> PROBLEM TO WORK ON
Reproduce the chocolate star bread recipe below verbatim, in its entirety.

> SOURCE DOCUMENT
Chocolate Star Bread
Hands-on Time 1 hour 5 minutes, plus rising Cooking Time About 20 minutes Serves 8
CHOC HEAVEN
2 tsp dried active yeast
50g caster sugar
375g bread flour, plus extra to dust
75g full-cream plain yoghurt, at room
temperature
75g unsalted butter, melted and cooled
until lukewarm
1 large egg, beaten, at room
temperature
sunflower oil, to grease
200g chocolate hazelnut spread
1 tsp milk for glazing
1 tbsp chopped hazelnuts
- In a large bowl, mix together the
yeast, 1 tsp of the caster sugar and
75g of the flour, then stir in 100ml
warm water, cover with clingwrap and
leave in a warm place for 15 minutes
until bubbly. Stir in the remaining sugar
and flour, the yoghurt, butter, egg and
1 tsp salt, and knead for 10 minutes
until the dough is springy and pliable,
using a little flour only if you need to.
Place the dough in a lightly oiled bowl,
cover with clingwrap and leave at
room temperature for about an hour
until doubled in size. - Meanwhile, gently warm the
chocolate spread in a bowl set in
a larger bowl of hot water for 10
minutes. Divide the dough into four.

Dataset entries
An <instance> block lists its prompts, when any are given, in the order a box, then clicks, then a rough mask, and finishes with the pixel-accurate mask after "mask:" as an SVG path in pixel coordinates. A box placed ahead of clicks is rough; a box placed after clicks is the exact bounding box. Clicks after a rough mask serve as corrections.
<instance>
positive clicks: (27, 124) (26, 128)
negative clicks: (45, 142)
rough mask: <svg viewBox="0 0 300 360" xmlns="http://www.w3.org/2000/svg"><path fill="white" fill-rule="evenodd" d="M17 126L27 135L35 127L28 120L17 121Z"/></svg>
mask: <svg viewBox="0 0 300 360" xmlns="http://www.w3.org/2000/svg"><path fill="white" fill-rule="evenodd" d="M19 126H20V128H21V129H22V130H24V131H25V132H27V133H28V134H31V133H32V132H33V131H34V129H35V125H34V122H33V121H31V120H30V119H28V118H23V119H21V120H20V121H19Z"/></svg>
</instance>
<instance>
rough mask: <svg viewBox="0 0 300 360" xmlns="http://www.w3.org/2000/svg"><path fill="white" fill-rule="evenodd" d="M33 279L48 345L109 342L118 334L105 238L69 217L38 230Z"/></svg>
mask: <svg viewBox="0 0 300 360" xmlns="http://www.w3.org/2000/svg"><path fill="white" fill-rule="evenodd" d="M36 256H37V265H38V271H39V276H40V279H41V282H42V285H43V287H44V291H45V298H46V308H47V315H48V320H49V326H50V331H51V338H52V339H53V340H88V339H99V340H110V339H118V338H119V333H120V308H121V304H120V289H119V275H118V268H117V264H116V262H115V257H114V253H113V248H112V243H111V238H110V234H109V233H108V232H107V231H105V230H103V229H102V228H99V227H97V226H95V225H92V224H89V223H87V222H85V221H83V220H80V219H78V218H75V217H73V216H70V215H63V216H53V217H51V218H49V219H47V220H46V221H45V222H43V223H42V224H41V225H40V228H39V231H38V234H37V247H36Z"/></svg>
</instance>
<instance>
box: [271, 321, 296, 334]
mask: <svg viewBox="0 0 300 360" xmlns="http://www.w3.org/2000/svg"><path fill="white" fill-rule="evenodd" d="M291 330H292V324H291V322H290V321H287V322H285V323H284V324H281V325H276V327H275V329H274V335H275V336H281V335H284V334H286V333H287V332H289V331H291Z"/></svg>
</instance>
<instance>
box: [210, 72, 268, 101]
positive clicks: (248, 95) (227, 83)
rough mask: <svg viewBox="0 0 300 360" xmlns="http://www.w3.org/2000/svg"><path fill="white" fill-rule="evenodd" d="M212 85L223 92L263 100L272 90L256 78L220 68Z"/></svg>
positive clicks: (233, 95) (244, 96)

> SOLUTION TO THIS EXERCISE
Chocolate Star Bread
Hands-on Time 1 hour 5 minutes, plus rising Cooking Time About 20 minutes Serves 8
CHOC HEAVEN
2 tsp dried active yeast
50g caster sugar
375g bread flour, plus extra to dust
75g full-cream plain yoghurt, at room
temperature
75g unsalted butter, melted and cooled
until lukewarm
1 large egg, beaten, at room
temperature
sunflower oil, to grease
200g chocolate hazelnut spread
1 tsp milk for glazing
1 tbsp chopped hazelnuts
- In a large bowl, mix together the
yeast, 1 tsp of the caster sugar and
75g of the flour, then stir in 100ml
warm water, cover with clingwrap and
leave in a warm place for 15 minutes
until bubbly. Stir in the remaining sugar
and flour, the yoghurt, butter, egg and
1 tsp salt, and knead for 10 minutes
until the dough is springy and pliable,
using a little flour only if you need to.
Place the dough in a lightly oiled bowl,
cover with clingwrap and leave at
room temperature for about an hour
until doubled in size. - Meanwhile, gently warm the
chocolate spread in a bowl set in
a larger bowl of hot water for 10
minutes. Divide the dough into four.